Hi all,
I'd like to propose typing the step argument signatures across the
gremlin-go public traversal API, replacing the dominant
`...interface{}` parameters with proper Go types. Targets the 4.x
line. This grew out of an earlier informal conversation with Cole,
whose framing was that gremlin-go would be the first GLV typed,
with Python type hints and TS gremlin-javascript to follow once
Go validates the pattern. Posting here to widen the discussion
before any JIRA or PR.
Problem
=======
Today gremlin-go's user-facing traversal API uses
`(args ...interface{})` for nearly every step (137 of 138 methods
in graphTraversal.go, with mirrors on AnonymousTraversal and
graphTraversalSource -- ~500 interface{} sites total).
Consequences:
* No compile-time arity or type checking. Calls like
`g.V().HasLabel(P.Within("a", 1, true))` build and ship; the
server rejects them at parse time.
* gopls (the Go LSP) cannot offer per-arg autocomplete or type-
check at call sites, because every parameter accepts anything.
* Existing typed constructs (Direction, T, Order, Scope,
Cardinality named types; TraversalStrategy; *Vertex/*Edge) are
erased the instant they enter `(args ...interface{})`.
* `P` is currently a non-generic interface backed by
`[]interface{}`, so predicate construction itself loses type
safety.
Gremlin.Net solved the equivalent problem in TINKERPOP-1752 (2017,
Fixed) using C# method overloads. Go has no method overloads, no
sum types, and no method-level type parameters independent of the
receiver -- so the .NET strategy doesn't transfer directly.
Constraints from Go that shape any solution
===========================================
* No method overloads.
* Method type parameters must come from the receiver. A generic
`(g *GraphTraversal[V]) Has(key string, value V)` would require
GraphTraversal itself to be generic, i.e. the Traversal<S,E>
pattern. That is explicitly out of scope for this proposal.

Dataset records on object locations

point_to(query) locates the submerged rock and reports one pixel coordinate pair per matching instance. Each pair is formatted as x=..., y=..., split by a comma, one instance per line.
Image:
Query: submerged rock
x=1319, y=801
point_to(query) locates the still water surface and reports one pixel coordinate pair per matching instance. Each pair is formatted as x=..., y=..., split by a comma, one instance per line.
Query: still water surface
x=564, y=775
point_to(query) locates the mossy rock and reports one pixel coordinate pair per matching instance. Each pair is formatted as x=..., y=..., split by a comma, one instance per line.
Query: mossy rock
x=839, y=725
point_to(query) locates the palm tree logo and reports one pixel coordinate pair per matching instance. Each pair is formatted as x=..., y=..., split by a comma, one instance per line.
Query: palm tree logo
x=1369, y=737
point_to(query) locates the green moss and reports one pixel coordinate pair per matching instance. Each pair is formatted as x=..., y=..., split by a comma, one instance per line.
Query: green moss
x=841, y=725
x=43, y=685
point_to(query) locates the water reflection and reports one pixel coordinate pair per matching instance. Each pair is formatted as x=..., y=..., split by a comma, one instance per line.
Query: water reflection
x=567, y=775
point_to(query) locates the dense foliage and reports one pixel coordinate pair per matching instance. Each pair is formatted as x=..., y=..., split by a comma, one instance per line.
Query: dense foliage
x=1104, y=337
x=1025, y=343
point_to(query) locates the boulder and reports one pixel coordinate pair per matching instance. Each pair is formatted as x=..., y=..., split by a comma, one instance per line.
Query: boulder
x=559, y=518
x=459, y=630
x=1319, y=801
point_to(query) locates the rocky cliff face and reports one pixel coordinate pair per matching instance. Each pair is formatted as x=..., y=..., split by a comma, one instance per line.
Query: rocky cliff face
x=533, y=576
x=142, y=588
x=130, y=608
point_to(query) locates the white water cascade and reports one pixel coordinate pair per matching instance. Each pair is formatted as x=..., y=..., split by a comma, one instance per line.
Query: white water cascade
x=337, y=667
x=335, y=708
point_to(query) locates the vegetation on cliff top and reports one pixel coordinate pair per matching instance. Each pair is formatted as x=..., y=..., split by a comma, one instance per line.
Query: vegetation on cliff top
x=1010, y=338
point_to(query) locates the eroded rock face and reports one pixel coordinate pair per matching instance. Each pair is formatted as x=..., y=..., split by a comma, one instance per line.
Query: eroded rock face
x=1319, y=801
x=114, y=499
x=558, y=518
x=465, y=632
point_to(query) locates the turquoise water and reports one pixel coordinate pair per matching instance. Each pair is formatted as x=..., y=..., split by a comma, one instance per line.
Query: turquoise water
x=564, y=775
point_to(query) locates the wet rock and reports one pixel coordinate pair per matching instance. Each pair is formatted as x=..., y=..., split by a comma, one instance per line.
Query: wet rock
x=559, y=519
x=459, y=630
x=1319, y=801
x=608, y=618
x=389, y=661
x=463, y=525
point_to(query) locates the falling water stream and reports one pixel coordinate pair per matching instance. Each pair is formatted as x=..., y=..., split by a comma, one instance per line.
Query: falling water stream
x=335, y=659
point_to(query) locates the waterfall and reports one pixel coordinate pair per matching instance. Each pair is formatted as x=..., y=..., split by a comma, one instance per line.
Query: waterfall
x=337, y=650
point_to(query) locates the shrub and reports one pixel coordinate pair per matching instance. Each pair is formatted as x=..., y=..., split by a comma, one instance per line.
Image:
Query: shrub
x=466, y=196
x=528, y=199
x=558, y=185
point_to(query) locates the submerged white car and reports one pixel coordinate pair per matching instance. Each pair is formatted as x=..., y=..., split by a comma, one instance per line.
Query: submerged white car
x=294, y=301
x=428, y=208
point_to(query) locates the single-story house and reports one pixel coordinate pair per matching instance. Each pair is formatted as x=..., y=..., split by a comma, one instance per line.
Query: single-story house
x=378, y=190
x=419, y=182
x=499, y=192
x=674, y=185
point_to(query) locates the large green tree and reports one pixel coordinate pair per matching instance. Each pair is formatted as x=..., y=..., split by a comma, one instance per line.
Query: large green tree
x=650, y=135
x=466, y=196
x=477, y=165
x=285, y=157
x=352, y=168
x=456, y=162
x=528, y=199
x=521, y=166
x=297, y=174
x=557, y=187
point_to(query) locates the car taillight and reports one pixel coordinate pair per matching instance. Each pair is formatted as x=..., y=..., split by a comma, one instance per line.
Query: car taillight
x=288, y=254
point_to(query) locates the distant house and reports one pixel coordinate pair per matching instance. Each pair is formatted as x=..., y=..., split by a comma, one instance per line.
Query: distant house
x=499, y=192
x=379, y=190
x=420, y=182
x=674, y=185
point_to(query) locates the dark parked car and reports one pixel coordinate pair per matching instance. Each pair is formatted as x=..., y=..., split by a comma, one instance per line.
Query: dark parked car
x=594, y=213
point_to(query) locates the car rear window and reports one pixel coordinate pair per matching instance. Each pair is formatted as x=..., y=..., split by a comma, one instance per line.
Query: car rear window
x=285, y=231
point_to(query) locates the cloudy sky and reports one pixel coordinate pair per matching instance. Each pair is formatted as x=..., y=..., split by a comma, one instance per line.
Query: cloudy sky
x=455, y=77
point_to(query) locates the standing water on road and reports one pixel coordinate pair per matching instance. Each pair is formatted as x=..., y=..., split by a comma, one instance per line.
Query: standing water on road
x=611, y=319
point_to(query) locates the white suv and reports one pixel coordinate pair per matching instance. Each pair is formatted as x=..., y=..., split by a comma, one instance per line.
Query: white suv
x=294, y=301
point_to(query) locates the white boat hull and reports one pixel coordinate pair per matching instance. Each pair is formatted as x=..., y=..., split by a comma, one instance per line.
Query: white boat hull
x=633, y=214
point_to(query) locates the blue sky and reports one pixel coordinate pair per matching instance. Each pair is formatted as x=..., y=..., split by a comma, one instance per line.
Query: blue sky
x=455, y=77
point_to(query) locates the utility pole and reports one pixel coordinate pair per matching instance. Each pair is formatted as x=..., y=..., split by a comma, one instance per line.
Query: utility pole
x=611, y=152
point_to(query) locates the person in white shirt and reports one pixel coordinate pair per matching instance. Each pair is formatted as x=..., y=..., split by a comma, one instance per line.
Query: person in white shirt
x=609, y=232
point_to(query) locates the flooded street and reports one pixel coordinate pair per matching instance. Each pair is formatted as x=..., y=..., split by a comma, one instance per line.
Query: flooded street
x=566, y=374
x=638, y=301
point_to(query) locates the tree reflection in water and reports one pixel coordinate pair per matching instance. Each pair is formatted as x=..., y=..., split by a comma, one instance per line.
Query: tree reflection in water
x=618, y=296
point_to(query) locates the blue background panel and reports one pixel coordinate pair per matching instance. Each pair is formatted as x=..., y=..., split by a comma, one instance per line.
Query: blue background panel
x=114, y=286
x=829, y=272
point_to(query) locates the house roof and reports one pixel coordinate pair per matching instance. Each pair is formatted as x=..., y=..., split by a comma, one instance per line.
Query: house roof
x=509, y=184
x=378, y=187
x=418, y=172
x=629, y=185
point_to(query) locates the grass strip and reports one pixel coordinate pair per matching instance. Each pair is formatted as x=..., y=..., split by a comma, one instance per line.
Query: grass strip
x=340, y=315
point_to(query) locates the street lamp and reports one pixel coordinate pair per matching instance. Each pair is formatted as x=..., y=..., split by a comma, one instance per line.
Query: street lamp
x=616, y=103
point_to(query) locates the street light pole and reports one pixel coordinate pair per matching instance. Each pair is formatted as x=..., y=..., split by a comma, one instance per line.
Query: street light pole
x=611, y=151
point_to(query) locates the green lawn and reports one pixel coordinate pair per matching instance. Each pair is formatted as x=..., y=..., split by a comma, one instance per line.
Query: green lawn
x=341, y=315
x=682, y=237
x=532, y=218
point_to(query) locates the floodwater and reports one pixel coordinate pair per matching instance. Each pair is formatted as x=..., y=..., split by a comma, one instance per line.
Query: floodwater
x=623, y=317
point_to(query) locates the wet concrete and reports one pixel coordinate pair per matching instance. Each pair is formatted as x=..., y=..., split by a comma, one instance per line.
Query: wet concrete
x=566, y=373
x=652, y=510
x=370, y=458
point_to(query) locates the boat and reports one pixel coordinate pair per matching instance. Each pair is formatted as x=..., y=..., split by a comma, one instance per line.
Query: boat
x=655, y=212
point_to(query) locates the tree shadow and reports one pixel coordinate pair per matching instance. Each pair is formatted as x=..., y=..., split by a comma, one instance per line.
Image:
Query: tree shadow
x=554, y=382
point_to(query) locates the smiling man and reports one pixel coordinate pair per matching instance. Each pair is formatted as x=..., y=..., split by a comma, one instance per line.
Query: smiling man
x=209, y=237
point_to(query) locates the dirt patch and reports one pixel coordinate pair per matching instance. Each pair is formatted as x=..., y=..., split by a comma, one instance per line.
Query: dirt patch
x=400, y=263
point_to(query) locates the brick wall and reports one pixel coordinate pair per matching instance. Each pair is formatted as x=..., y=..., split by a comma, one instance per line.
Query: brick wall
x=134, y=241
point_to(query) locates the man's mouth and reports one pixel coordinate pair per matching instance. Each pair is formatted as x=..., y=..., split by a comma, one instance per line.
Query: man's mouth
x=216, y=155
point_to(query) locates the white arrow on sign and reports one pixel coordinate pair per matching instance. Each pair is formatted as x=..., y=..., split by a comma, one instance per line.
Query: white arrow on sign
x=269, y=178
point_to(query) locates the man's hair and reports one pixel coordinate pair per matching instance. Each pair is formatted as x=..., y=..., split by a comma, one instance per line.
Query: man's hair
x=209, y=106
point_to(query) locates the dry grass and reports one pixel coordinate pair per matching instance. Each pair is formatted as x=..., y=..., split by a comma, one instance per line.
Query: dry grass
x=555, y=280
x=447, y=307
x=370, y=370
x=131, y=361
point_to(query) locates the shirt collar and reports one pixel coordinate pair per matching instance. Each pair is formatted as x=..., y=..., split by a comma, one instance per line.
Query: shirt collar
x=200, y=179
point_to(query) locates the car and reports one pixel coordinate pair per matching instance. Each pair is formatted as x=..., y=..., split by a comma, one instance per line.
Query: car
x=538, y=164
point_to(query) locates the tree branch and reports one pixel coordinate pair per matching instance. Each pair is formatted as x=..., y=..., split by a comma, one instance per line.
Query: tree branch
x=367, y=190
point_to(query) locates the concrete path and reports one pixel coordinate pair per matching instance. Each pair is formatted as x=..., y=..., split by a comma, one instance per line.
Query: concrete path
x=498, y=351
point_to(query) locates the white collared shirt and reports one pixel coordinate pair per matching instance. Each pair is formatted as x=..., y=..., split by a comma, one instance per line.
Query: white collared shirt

_THINGS TO DO_
A. Answer these questions using the gremlin-go typing proposal:
(i) How many of the methods in graphTraversal.go currently take `(args ...interface{})`?
(ii) In which issue did Gremlin.Net solve the equivalent problem, and what C# feature did it use?
(iii) Which release line does the proposal target?
B. Summarize the gremlin-go typing proposal in two sentences.
C. Write out, word for word, the part of the gremlin-go typing proposal that opens with the words containing "Gremlin.Net solved the" and closes with "doesn't transfer directly.".

_SOLUTIONS_
A.
(i) 137 of 138 methods.
(ii) TINKERPOP-1752, using C# method overloads.
(iii) The 4.x line.

B. The proposal would replace the `...interface{}` parameters that dominate gremlin-go's public traversal API with proper Go types, targeting the 4.x line. Untyped arguments rule out compile-time arity and type checking, keep gopls from offering per-argument autocomplete, and erase existing typed constructs, while Go's lack of method overloads, sum types, and receiver-independent method type parameters means Gremlin.Net's overload-based fix doesn't transfer directly.

C.
Gremlin.Net solved the equivalent problem in TINKERPOP-1752 (2017,
Fixed) using C# method overloads. Go has no method overloads, no
sum types, and no method-level type parameters independent of the
receiver -- so the .NET strategy doesn't transfer directly.